> WRITTEN TASK
Return every line in the rows below that contains the word "item", treating uppercase and lowercase letters as different.

> EXERCISE INPUTS
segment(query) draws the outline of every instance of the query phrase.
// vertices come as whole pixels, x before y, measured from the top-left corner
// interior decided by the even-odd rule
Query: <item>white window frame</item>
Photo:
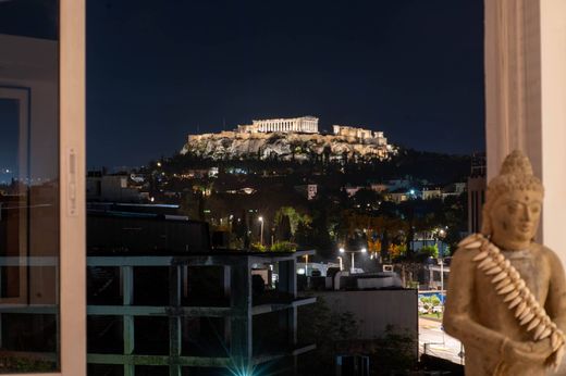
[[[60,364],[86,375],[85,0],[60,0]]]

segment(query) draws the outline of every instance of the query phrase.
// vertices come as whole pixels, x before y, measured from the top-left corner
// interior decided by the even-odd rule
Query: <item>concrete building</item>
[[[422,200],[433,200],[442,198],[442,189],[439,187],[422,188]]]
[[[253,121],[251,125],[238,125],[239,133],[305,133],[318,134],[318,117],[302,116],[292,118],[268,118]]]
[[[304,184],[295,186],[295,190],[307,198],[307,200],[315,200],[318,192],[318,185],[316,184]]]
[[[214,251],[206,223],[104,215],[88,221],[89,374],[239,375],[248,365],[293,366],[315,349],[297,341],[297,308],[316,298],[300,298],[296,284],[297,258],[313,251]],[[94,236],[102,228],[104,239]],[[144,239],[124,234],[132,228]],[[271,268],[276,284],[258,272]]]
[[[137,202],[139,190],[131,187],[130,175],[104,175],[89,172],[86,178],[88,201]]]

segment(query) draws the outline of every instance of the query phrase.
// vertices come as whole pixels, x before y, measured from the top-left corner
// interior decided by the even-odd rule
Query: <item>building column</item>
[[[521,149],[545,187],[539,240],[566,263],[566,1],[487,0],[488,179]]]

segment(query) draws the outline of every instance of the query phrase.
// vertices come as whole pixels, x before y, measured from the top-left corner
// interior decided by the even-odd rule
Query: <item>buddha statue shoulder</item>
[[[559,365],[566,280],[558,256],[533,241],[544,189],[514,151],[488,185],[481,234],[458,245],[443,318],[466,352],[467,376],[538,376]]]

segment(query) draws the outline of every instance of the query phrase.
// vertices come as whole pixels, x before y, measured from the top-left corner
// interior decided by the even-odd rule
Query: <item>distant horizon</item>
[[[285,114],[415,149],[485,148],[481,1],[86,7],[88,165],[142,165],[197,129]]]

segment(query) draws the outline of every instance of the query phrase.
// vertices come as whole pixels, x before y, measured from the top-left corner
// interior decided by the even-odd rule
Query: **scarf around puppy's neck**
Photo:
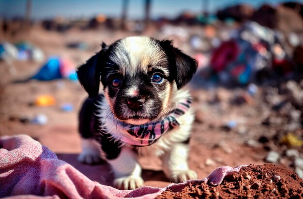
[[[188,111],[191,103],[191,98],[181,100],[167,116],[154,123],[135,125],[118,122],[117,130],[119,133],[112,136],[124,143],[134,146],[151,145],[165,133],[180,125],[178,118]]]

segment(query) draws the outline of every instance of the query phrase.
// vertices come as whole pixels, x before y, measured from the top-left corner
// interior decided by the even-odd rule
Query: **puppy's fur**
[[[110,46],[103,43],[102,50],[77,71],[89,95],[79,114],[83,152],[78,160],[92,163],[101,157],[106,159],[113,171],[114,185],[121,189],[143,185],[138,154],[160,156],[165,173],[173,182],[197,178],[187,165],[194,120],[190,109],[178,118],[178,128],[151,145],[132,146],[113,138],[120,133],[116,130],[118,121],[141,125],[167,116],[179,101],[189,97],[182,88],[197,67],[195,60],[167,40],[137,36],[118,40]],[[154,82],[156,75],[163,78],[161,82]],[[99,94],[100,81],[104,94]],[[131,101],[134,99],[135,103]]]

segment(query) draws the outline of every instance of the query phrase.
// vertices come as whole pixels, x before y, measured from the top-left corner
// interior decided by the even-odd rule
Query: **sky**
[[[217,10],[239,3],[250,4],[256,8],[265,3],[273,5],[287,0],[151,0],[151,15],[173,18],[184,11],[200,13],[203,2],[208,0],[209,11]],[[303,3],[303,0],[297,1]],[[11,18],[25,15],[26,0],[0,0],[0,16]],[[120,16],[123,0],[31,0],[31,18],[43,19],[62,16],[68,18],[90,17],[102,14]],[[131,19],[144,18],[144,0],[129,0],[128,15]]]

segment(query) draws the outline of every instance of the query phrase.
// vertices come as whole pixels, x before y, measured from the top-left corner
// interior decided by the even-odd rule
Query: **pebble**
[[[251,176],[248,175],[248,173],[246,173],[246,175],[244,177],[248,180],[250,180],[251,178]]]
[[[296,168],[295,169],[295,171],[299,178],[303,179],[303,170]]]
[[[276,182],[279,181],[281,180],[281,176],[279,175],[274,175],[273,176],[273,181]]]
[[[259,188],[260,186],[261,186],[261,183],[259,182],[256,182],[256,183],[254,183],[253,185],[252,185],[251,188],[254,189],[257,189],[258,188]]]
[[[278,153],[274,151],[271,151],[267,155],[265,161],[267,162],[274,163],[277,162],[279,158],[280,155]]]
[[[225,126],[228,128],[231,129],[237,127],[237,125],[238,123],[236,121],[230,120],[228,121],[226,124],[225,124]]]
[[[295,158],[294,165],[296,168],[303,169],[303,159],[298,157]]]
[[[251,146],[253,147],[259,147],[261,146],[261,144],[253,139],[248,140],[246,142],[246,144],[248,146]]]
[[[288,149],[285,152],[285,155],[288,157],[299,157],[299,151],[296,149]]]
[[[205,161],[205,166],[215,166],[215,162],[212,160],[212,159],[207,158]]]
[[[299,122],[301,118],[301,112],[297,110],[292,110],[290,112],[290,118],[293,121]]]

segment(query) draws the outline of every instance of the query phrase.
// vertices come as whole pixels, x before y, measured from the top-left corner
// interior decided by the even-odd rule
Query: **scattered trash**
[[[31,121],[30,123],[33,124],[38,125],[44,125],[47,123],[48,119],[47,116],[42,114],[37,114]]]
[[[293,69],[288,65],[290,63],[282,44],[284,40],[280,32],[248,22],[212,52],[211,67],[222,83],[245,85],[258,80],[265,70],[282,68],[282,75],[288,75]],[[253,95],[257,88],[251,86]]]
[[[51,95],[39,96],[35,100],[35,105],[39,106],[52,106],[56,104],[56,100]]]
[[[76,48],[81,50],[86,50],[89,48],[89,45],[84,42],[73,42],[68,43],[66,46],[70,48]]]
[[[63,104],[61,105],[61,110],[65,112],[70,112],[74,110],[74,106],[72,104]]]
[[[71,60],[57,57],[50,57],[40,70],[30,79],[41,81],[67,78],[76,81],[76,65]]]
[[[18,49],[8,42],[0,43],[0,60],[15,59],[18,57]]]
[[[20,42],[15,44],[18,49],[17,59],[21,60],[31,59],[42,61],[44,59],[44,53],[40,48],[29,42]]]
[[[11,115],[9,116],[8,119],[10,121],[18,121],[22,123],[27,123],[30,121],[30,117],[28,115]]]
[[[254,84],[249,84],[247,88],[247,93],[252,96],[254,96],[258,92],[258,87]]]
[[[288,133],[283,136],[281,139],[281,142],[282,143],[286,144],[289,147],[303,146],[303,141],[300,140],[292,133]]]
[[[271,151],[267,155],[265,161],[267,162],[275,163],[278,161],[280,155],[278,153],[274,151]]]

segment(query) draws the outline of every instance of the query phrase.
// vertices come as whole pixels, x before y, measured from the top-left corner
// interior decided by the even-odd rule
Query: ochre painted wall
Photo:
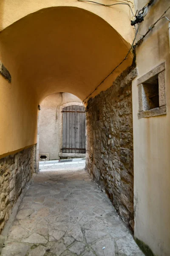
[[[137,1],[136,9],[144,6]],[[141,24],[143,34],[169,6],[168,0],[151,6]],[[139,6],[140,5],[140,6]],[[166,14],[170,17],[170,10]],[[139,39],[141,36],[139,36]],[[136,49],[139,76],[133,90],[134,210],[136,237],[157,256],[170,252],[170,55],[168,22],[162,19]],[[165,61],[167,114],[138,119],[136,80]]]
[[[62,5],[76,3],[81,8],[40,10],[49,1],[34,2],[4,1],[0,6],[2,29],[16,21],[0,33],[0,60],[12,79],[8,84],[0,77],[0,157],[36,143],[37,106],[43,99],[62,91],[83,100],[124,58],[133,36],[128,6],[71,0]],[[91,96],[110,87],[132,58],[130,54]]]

> COMPLETED TASK
Query: <item>white window frame</item>
Query: <item>concrete building</item>
Query: <item>building column</item>
Query: <item>buddha statue shoulder</item>
Query: <item>distant horizon</item>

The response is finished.